## Teks yang Ditampilkan:
+++
Kedua,  perayaan maulid, peringatan isra’ mi’raj, peringatan nuzulul quran. Semua itu tidak dilakukan oleh Rosulullah Saw dan para sahabatnya, juga oleh imam yang empat (Imam Abu Hanifah, Imam Malik, Imam Syafi’I, dan Imam Hambali). Andaikan perbuatan-perbuatan itu baik, tentulah mereka akan mendahului kita dalam pengamalannya. Perayaan dan upacara diatas tidak termasuk maslahah mursalah. Itu termasuk bid’ah, sebab para pelakunya menganggap perbuatan itu ibadah yang akan mendatangkan pahala.
Pernah suatu saat khalifah Umar bin Khattab didatangi seorang Yahudi, katanya, “Ada satu ayat dalam kitab kamu, andaikan ayat itu turun kepada bangsa kami, pasti akan kami jadikan hari turunnya itu sebagai hari raya.” Kata Umar, “Ayat apa itu?” (kemudian si Yahudi itu membacakan ayat ketiga surat Al-Maidah). Kata Umar, “Aku tahu ayat itu, aku pun tahu kapan dan dimana ayat itu diturunkan, yaitu hari Jum’at di ‘Arafah” (Al-Bukhari). Dari riwayat itu kita tahu bahwa Umar r.a. tidak mau melakukan apa yang tidak dilakukan oleh Rosulullah Saw, sekalipun usulan itu nampaknya baik dan ada manfaatnya, tetapi beliau mengerti perbuatan itu bid’ah, dan menyesatkan dan dosanya lebih besar daripada manfaatnya.
Kata Imam Malik bin Anas, “Siapa yang berbuat bid’ah dalam Islam, ia memandang perbuatan itu baik, sungguh ia telah menuduh bahwa Muhammad Saw telah mengkhianati risalah, karena Allah sudah berfirman, ‘Hari ini telah kusempurnakan agamamu...’, maka apa saja yang tidak menjadi agama pada hari itu, niscaya tidak menjadi agama pada hari ini,” Sebab itu kita harus dapat membedakan antara urusan ta’abbudiy dengan urusan keduaniaan.
Padahal yang disebut ibadah itu pada asalnya terlarang, kecuali ada dalil yang menunjukkan perintah atau ada contoh dari Rosulullah Saw. Jika tidak ada perintah dari beliau, maka amal itu ditolak, tidak akan diberi pahala. Bahkan pelakunya harus bertanggung jawab karena telah membuat syari’at yang baru. ‘Aisyah r.ah. berkata:
قال رسول الله ص م : مَنْ اَحْدَثَ فِى اَمْرِنَا هَذَا مَا لَيْسَ مِنْهُ فَهُوَ رَدٌّ. البخارى
Rosulullah Saw bersabda, “Siapa yang mengada-ada dalam urusan kami (Islam) yang tidak ada perintah dari kami, maka amal itu pasti ditolak.” (HR Bukhori)
+++
[Entri dari kumpulan data]
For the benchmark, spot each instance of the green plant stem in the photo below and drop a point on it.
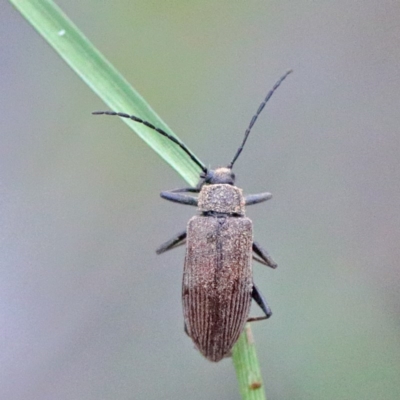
(76, 50)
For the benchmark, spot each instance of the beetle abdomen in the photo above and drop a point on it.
(217, 282)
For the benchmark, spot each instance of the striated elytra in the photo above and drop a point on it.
(217, 286)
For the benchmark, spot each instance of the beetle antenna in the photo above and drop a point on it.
(255, 116)
(160, 131)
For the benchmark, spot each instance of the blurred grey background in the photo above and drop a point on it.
(87, 309)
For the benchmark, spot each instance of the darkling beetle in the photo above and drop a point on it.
(218, 282)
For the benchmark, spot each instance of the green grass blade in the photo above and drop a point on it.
(247, 367)
(115, 91)
(55, 27)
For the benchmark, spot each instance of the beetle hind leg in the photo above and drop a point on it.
(260, 300)
(176, 241)
(264, 257)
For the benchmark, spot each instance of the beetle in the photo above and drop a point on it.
(217, 286)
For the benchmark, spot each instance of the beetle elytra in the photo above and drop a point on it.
(217, 286)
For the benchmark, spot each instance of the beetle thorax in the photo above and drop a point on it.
(221, 199)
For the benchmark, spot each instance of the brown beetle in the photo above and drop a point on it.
(217, 278)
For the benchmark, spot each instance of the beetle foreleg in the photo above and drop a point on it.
(179, 198)
(257, 198)
(260, 300)
(263, 254)
(172, 243)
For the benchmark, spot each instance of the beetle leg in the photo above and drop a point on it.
(177, 240)
(257, 198)
(263, 254)
(183, 190)
(260, 300)
(172, 195)
(259, 260)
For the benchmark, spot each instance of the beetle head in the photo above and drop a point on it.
(218, 176)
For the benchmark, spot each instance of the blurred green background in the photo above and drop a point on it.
(87, 309)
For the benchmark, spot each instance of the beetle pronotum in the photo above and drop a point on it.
(218, 282)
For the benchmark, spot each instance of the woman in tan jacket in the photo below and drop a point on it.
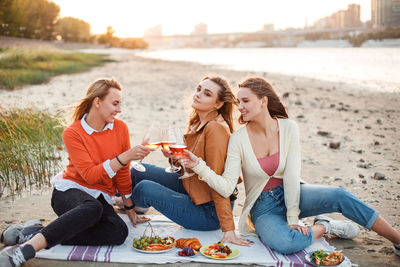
(190, 202)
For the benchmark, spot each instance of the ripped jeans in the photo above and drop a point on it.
(165, 192)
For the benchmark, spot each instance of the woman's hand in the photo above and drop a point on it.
(140, 152)
(135, 219)
(231, 237)
(302, 229)
(190, 160)
(168, 154)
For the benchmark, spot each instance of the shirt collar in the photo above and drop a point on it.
(212, 115)
(89, 130)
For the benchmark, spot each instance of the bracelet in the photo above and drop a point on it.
(120, 162)
(130, 207)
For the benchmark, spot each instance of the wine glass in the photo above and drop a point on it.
(178, 149)
(168, 140)
(151, 139)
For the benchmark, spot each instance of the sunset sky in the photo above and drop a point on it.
(131, 17)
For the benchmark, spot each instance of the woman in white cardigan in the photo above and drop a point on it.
(267, 151)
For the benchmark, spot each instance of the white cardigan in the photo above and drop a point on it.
(240, 156)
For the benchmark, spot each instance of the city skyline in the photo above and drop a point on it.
(131, 18)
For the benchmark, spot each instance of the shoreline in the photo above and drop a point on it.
(366, 125)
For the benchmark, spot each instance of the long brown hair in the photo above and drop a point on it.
(261, 88)
(225, 95)
(100, 89)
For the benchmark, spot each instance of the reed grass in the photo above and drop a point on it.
(35, 66)
(30, 149)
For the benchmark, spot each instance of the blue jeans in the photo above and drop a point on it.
(269, 214)
(165, 192)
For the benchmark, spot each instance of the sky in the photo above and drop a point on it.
(130, 18)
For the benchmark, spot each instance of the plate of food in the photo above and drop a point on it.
(219, 251)
(153, 243)
(325, 258)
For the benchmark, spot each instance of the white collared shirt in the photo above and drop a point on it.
(65, 184)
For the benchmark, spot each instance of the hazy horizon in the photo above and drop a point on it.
(130, 18)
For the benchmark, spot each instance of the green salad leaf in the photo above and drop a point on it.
(319, 254)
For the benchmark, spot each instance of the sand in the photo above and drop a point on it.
(366, 126)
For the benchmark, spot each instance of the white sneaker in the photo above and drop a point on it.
(397, 249)
(342, 229)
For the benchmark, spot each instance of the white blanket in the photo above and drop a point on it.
(255, 254)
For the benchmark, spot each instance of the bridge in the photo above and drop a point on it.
(285, 38)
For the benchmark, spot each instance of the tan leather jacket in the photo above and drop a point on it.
(209, 140)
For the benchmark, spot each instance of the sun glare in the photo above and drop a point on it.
(130, 18)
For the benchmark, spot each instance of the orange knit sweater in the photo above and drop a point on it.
(86, 154)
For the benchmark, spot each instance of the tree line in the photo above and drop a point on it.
(40, 19)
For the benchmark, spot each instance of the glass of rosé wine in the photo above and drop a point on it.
(151, 139)
(178, 149)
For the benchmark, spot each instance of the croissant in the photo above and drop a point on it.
(194, 243)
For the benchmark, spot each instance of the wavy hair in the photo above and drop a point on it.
(226, 96)
(260, 87)
(98, 88)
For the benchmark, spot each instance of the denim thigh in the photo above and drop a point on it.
(269, 218)
(158, 175)
(319, 199)
(177, 206)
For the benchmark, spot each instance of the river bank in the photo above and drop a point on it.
(364, 126)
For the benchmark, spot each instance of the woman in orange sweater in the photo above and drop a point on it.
(99, 153)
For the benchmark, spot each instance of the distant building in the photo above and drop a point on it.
(385, 13)
(200, 29)
(349, 18)
(155, 31)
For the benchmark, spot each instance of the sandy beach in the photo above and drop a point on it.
(349, 138)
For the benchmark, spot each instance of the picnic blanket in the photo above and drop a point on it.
(257, 253)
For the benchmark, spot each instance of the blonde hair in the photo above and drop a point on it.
(226, 96)
(100, 89)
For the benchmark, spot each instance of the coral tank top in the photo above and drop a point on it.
(269, 164)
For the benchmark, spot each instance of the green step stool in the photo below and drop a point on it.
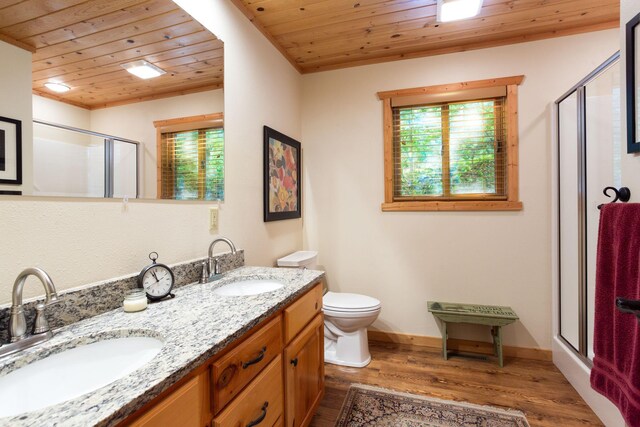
(490, 315)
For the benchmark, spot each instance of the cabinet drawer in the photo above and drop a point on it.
(298, 314)
(185, 407)
(260, 404)
(238, 367)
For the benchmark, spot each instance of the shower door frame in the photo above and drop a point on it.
(109, 165)
(580, 89)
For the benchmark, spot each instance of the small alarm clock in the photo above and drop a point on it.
(156, 279)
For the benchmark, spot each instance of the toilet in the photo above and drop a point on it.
(346, 318)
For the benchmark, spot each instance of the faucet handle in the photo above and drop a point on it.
(41, 325)
(204, 276)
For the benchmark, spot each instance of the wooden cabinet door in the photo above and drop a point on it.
(185, 407)
(304, 374)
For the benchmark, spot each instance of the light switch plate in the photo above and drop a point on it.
(213, 220)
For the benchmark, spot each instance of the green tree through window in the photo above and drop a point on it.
(451, 150)
(193, 164)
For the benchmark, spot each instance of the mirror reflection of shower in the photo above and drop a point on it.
(72, 162)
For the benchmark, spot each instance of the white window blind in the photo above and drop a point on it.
(449, 151)
(192, 164)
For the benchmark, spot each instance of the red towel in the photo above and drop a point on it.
(616, 365)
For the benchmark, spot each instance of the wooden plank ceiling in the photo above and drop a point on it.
(83, 43)
(317, 35)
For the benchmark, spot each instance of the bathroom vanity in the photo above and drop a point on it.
(225, 359)
(272, 376)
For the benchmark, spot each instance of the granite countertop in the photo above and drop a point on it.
(194, 326)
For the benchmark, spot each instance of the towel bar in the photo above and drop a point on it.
(623, 194)
(629, 306)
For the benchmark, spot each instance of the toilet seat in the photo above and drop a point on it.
(339, 302)
(329, 313)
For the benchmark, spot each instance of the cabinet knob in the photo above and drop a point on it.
(261, 417)
(258, 359)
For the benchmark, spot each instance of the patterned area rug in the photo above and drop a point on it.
(373, 406)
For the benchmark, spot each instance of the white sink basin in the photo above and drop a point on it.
(72, 373)
(248, 287)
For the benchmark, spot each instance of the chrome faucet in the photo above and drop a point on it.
(18, 335)
(214, 267)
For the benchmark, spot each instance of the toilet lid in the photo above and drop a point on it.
(349, 302)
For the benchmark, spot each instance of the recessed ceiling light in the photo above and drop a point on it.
(454, 10)
(57, 87)
(143, 69)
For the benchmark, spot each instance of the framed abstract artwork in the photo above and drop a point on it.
(10, 151)
(282, 176)
(632, 41)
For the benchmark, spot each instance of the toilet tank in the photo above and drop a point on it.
(300, 259)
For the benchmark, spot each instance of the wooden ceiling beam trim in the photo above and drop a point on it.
(82, 32)
(49, 95)
(170, 94)
(105, 74)
(95, 96)
(282, 4)
(469, 39)
(524, 17)
(201, 53)
(184, 34)
(28, 10)
(327, 10)
(413, 32)
(128, 31)
(17, 43)
(211, 58)
(129, 55)
(166, 33)
(421, 17)
(8, 3)
(371, 16)
(340, 64)
(131, 83)
(67, 16)
(251, 17)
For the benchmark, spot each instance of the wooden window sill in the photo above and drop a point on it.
(498, 205)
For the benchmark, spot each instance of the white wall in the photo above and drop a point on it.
(80, 241)
(630, 162)
(55, 149)
(16, 105)
(407, 258)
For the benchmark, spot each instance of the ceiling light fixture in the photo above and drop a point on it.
(454, 10)
(57, 87)
(143, 69)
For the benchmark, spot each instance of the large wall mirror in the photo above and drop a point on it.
(101, 126)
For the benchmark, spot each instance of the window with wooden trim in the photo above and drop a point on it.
(452, 147)
(191, 158)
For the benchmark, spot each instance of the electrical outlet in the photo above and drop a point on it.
(213, 220)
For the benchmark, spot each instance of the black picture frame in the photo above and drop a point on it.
+++
## Arahan Singkat 1:
Sebutkan keempat imam yang namanya tercantum di dalam tanda kurung pada teks tentang bid'ah.
## Arahan Singkat 2:
Tampilkan bagian teks tentang bid'ah yang dimulai dengan "Pernah suatu saat" dan berlanjut hingga "besar daripada manfaatnya.".
## Arahan Singkat 3:
Teruskan teks tentang bid'ah dengan menulis bagian berikutnya setelah kalimat terakhir yang tercantum.

## Jawaban Tugas 1:
Imam Abu Hanifah
Imam Malik
Imam Syafi’I
Imam Hambali

## Jawaban Tugas 2:
Pernah suatu saat khalifah Umar bin Khattab didatangi seorang Yahudi, katanya, “Ada satu ayat dalam kitab kamu, andaikan ayat itu turun kepada bangsa kami, pasti akan kami jadikan hari turunnya itu sebagai hari raya.” Kata Umar, “Ayat apa itu?” (kemudian si Yahudi itu membacakan ayat ketiga surat Al-Maidah). Kata Umar, “Aku tahu ayat itu, aku pun tahu kapan dan dimana ayat itu diturunkan, yaitu hari Jum’at di ‘Arafah” (Al-Bukhari). Dari riwayat itu kita tahu bahwa Umar r.a. tidak mau melakukan apa yang tidak dilakukan oleh Rosulullah Saw, sekalipun usulan itu nampaknya baik dan ada manfaatnya, tetapi beliau mengerti perbuatan itu bid’ah, dan menyesatkan dan dosanya lebih besar daripada manfaatnya.

## Jawaban Tugas 3:
Pada kesempatan lain, Anas r.a. berkata:
قال رسول الله ص م : مَنْ غَشَّ اُمَّتىِ فَعَلَيْهِ لَعْنَةُ اللهِ وَالْمَلآئِكَةِ وَالنَّاسِ اَجْمَعِيْنَ قِيْلَ يَا رَسُوْلُ اللهِ وَمَا الْغَشُّ؟ قَالَ اَنْ يَبْتَدِعَ بِدْعَةً فَيَعْمَلُ بِـهَا. رواه الذّارقطتنى
Sabda Rosulullah Saw, “Siapa yang menipu ummatku, niscaya ia akan dilaknat Allah, para Malaikat, dan manusia seluruhnya” Ada yang bertanya, “Apa yang dimaksud menipu itu ya Rosulullah?” Jawab beliau, “Yang membuat suatu bid’ah dan mengamalkannya”. (HR Adz-Dzaruqutniy)

Perbedaan Maslahah Mursalah dengan Bid’ah
Maslahah Mursalah
1.       Tidak ada motivasi untuk melakukannya pada zaman Rosulullah Saw
2.       Tidak menyerupai syariah
3.       Dikerjakan untuk kemaslahatan ummat
4.       Terdapat kendala untuk mewujudkannya, seperti sarana
5.       Ma’qul (dapat diterima akal)

Bid’ah
1.       Adanya motivasi untuk menambah pahala (tetapi para sahabat tidak melakukannya)
2.       Menyerupai syari’ah (ditentukan cara dan waktunya)
3.       Dikerjakan untuk mencari keutamaan (mubalaghah) dalam ibadah
4.     Tidak terdapat kendala untuk mewujudkannya, karena sarana menunjang dan sangat memungkinkan
5.       Ghayr ma’qul (irrasional)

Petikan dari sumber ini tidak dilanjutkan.